REQUEST => Copy nothing but the text: repeat each entry exactly and drop the images.

= = = = = = =

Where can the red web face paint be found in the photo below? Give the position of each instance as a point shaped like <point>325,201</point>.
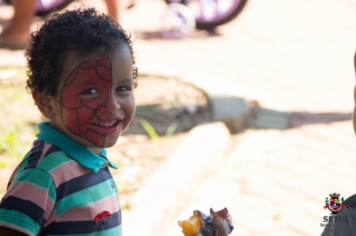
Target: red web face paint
<point>80,115</point>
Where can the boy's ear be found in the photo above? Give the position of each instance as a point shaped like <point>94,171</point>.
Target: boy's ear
<point>43,103</point>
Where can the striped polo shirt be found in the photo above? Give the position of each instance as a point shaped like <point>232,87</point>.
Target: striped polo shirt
<point>62,188</point>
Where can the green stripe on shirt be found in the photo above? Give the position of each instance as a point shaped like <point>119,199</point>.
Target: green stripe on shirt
<point>53,161</point>
<point>39,178</point>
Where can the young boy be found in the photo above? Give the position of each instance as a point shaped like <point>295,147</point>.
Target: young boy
<point>82,76</point>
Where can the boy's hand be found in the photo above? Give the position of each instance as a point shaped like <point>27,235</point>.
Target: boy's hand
<point>218,221</point>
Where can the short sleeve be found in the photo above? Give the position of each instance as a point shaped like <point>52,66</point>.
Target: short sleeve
<point>345,224</point>
<point>28,202</point>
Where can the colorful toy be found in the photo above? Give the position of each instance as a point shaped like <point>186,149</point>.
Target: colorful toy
<point>202,225</point>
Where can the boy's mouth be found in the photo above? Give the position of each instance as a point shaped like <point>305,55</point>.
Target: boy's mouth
<point>106,126</point>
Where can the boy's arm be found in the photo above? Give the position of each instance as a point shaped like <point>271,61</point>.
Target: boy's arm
<point>10,232</point>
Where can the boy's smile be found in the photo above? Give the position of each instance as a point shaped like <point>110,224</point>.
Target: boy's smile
<point>95,102</point>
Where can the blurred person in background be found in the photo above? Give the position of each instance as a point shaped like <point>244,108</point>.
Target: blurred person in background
<point>15,35</point>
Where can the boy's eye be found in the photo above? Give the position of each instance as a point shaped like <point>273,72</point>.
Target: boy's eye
<point>88,92</point>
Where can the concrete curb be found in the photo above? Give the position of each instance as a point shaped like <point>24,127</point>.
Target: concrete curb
<point>231,102</point>
<point>171,187</point>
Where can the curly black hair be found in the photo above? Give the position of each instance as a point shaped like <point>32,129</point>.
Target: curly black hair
<point>82,30</point>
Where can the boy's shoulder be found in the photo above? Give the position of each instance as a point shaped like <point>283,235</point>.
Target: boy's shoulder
<point>45,156</point>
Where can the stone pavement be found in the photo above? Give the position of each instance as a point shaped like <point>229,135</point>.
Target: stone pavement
<point>296,52</point>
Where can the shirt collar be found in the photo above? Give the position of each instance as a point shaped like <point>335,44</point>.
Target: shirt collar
<point>75,150</point>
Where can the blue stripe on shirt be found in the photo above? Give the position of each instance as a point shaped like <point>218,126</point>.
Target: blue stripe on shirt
<point>82,182</point>
<point>84,227</point>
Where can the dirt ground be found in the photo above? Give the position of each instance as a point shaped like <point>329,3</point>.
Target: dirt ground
<point>171,108</point>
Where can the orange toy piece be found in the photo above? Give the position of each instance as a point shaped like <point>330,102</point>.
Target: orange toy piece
<point>192,226</point>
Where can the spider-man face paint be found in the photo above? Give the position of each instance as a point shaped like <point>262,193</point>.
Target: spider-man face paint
<point>89,117</point>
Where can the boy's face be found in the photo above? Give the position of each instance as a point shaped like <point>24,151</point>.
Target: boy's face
<point>95,102</point>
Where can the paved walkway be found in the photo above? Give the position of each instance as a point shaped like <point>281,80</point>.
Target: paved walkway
<point>299,53</point>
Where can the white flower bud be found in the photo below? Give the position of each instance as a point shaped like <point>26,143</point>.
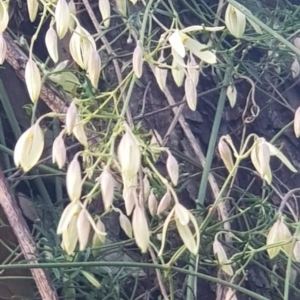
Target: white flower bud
<point>51,43</point>
<point>146,187</point>
<point>231,95</point>
<point>33,80</point>
<point>235,21</point>
<point>130,199</point>
<point>125,225</point>
<point>164,203</point>
<point>70,210</point>
<point>152,204</point>
<point>32,6</point>
<point>260,157</point>
<point>73,180</point>
<point>71,117</point>
<point>99,239</point>
<point>104,8</point>
<point>177,73</point>
<point>59,153</point>
<point>172,168</point>
<point>182,214</point>
<point>72,9</point>
<point>83,228</point>
<point>137,60</point>
<point>94,68</point>
<point>107,184</point>
<point>176,41</point>
<point>279,233</point>
<point>29,148</point>
<point>140,228</point>
<point>193,69</point>
<point>190,93</point>
<point>62,18</point>
<point>3,49</point>
<point>79,133</point>
<point>70,236</point>
<point>161,74</point>
<point>129,155</point>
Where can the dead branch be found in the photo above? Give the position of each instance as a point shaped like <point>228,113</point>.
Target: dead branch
<point>25,239</point>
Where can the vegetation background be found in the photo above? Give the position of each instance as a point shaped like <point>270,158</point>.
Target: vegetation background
<point>258,65</point>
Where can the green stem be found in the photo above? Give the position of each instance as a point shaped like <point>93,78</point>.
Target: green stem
<point>277,36</point>
<point>213,140</point>
<point>122,264</point>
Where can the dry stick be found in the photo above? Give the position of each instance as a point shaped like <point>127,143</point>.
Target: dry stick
<point>17,59</point>
<point>25,239</point>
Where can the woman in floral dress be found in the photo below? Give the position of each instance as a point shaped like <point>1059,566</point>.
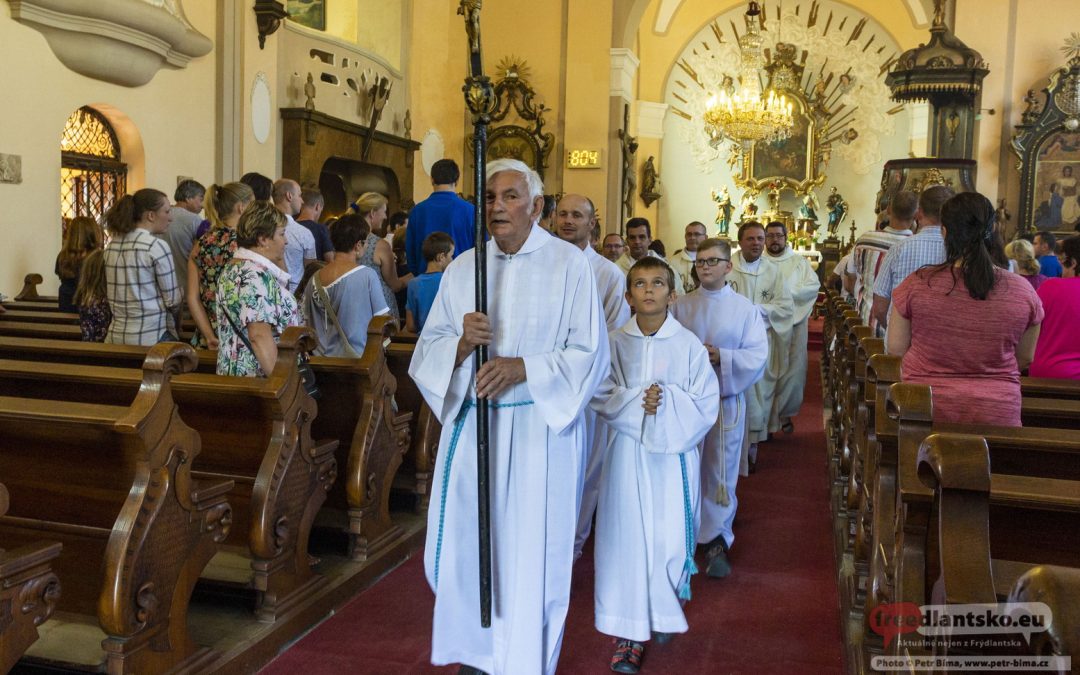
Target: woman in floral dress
<point>253,297</point>
<point>225,203</point>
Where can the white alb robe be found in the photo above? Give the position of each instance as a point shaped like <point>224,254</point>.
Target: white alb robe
<point>730,323</point>
<point>543,307</point>
<point>649,488</point>
<point>760,282</point>
<point>801,284</point>
<point>611,286</point>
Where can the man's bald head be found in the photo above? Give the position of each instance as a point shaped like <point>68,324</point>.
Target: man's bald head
<point>575,217</point>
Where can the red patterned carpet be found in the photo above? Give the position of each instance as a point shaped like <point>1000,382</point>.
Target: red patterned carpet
<point>775,613</point>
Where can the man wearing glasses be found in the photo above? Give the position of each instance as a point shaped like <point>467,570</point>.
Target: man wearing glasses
<point>801,284</point>
<point>733,334</point>
<point>758,279</point>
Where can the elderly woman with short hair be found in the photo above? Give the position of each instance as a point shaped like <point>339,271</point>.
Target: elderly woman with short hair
<point>254,305</point>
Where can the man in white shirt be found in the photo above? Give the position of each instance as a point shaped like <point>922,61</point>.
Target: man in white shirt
<point>299,241</point>
<point>683,260</point>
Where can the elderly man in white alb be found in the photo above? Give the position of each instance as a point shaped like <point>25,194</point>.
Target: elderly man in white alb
<point>575,219</point>
<point>758,279</point>
<point>801,285</point>
<point>549,352</point>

= = = = = = =

SOLVED EXERCISE =>
Where can the red web face paint be found in the photo below? Give the position of each instance as a point shaped like <point>325,201</point>.
Target: red web face paint
<point>80,115</point>
Where can the boy's ear be found in the photo above? Give the position of each instance as a point shaped like <point>94,171</point>.
Target: boy's ear
<point>43,103</point>
Where can the striped polo shirt be found in the photo above? Give the position of each instance as a point shaped like <point>232,87</point>.
Target: striped polo shirt
<point>62,188</point>
Where can the green stripe on shirt be found in the photo above? Give the position of each instance as a point shaped like <point>119,199</point>.
Target: green stripe on shirt
<point>53,161</point>
<point>39,178</point>
Where can the young boy be found in the photo above? Give the position of each instance as a point shaped like <point>295,147</point>.
Target: young boy
<point>82,76</point>
Where can the boy's hand be found in the photo above? Give the position of each instance as a point shaped like <point>27,235</point>.
Target: boy's hand
<point>218,221</point>
Where can the short sleeve be found in the photo above? Give the position of each instance as a point shaped like <point>52,66</point>.
Target: short sleeve
<point>345,224</point>
<point>28,202</point>
Where can the colorful toy be found in the photo above? Give the position of each instance as a point shaped like <point>186,149</point>.
Target: colorful toy
<point>202,225</point>
Where can the boy's mouth be found in the photo above? Give the position of each instance as a point shaped like <point>305,55</point>.
Target: boy's mouth
<point>106,126</point>
Where can the boy's arm be found in the photo above? Give the position of each instance as a point shaped like <point>271,61</point>.
Target: boy's arm
<point>10,232</point>
Where can the boy's smile be found in the photo above? Give the position of each instance as a point shaped like <point>110,224</point>.
Target: boy's smile
<point>95,102</point>
Where can the blurred person in background be found in the photo above? Give the position of each instance as a point shaped like <point>244,108</point>.
Target: blurred person in background
<point>15,35</point>
Where can the boy's eye be found in the photo above? Give the position of each instance as a point shaped like <point>273,72</point>.
Target: boy's eye
<point>88,92</point>
Where can the concrete curb be found in the photo above? Give the position of each instance as a point shaped like <point>24,127</point>.
Target: concrete curb
<point>231,102</point>
<point>171,187</point>
Where can the curly black hair be found in the photo above? Give the position of each instance as a point shaped like <point>32,129</point>.
Target: curly black hair
<point>82,30</point>
Where can the boy's shoulder be found in the photo above? Give the position of each instance as a point shaped like <point>283,235</point>.
Target: boy's shoulder
<point>45,156</point>
Where can the stone pavement be found in the photo above? Give the position of each instance as a point shaped like <point>229,135</point>.
Target: stone pavement
<point>296,52</point>
Where can the shirt collar be found in the photo above? Give the position of each instance as a point shaped like <point>335,44</point>.
Target: shirt collar
<point>75,150</point>
Where can the blue stripe on shirt be found in the photo above? Give the position of each instance as a point shaped like <point>218,126</point>.
Target: blue stripe on shirt
<point>82,182</point>
<point>84,227</point>
Where can the dirt ground be found in the photo above? Give the position of each instance as a point shaped like <point>329,3</point>.
Target: dirt ground
<point>171,108</point>
Where can the orange toy piece be found in the photo above? Give the position of each instance as a point shaped like <point>330,102</point>.
Target: orange toy piece
<point>192,226</point>
Where can the spider-man face paint be found in the photo above? Give the position of each instance as a point shaped like <point>262,193</point>.
Target: spider-man face paint
<point>89,117</point>
Where can the boy's face be found in the photo above? Give the position of each instance as a point shaped like <point>24,151</point>.
Target: boy's face
<point>95,102</point>
Where can the paved walkway be found in the photo above? Give the position of each instance as a point shaped like <point>281,80</point>.
Target: paved walkway
<point>299,53</point>
Where can the white flower bud be found in the photo below? Give the position of each instance as a point shaped like <point>26,143</point>.
Target: white flower bud
<point>51,43</point>
<point>146,187</point>
<point>231,95</point>
<point>33,80</point>
<point>235,21</point>
<point>130,199</point>
<point>125,225</point>
<point>164,203</point>
<point>70,210</point>
<point>152,204</point>
<point>32,6</point>
<point>260,157</point>
<point>73,180</point>
<point>71,117</point>
<point>99,239</point>
<point>104,8</point>
<point>177,73</point>
<point>59,153</point>
<point>172,168</point>
<point>182,214</point>
<point>72,9</point>
<point>83,228</point>
<point>137,60</point>
<point>94,68</point>
<point>107,184</point>
<point>176,41</point>
<point>279,233</point>
<point>29,148</point>
<point>140,228</point>
<point>193,69</point>
<point>190,93</point>
<point>62,18</point>
<point>3,49</point>
<point>79,133</point>
<point>70,236</point>
<point>161,74</point>
<point>129,155</point>
Where can the dead branch be found in the photo above? Give the position of each instance as a point shaped like <point>228,113</point>.
Target: dead branch
<point>25,239</point>
Where can the vegetation background be found in the photo above? Give the position of each instance as a point shaped like <point>270,158</point>.
Target: vegetation background
<point>258,65</point>
Where can the green stem be found in the photo above? Give the position of each instance as a point shaped like <point>93,78</point>.
Target: green stem
<point>277,36</point>
<point>213,140</point>
<point>122,264</point>
Where can the dry stick be found in the photo above? Give the position of each instance as a point shaped like <point>127,143</point>.
Target: dry stick
<point>17,59</point>
<point>25,239</point>
Where can the woman in floral dress be found in the photo below? Give the position of each instance as a point shaped like <point>1059,566</point>.
Target: woman in floral dress
<point>253,297</point>
<point>225,203</point>
Where can the white alb robe be found in the photo above? Give the position of each instance as a point shaped like <point>224,254</point>.
Target: white alb robe
<point>730,323</point>
<point>543,307</point>
<point>649,488</point>
<point>760,282</point>
<point>801,284</point>
<point>611,286</point>
Where can the man's bald head be found in the photo above? Give the position of each instance as a point shaped like <point>68,324</point>.
Target: man's bald head
<point>575,217</point>
Where can the red patterned carpet be found in the photo above? Give the position of each instance as a point shaped like <point>1000,382</point>.
Target: red patterned carpet
<point>775,613</point>
Where can the man wearing glasses be found in the photo above? Give the position of each instance as a point shaped like <point>467,570</point>.
Target: man wearing glasses
<point>801,284</point>
<point>733,334</point>
<point>758,279</point>
Where can the elderly woman with short hair be found in the photo above? Give the position of each instance as a point shaped like <point>339,271</point>.
Target: elderly woman with short hair
<point>254,305</point>
Where can the man in white shirt be found in the photo above? Give the position of each instance as a point shaped like <point>922,61</point>.
Target: man in white shirt
<point>299,241</point>
<point>683,260</point>
Where can the elderly man in white alb be found in the photo above? Give the position of each instance as a point shaped like <point>25,194</point>.
Target: elderly man in white alb
<point>575,219</point>
<point>758,279</point>
<point>801,285</point>
<point>549,352</point>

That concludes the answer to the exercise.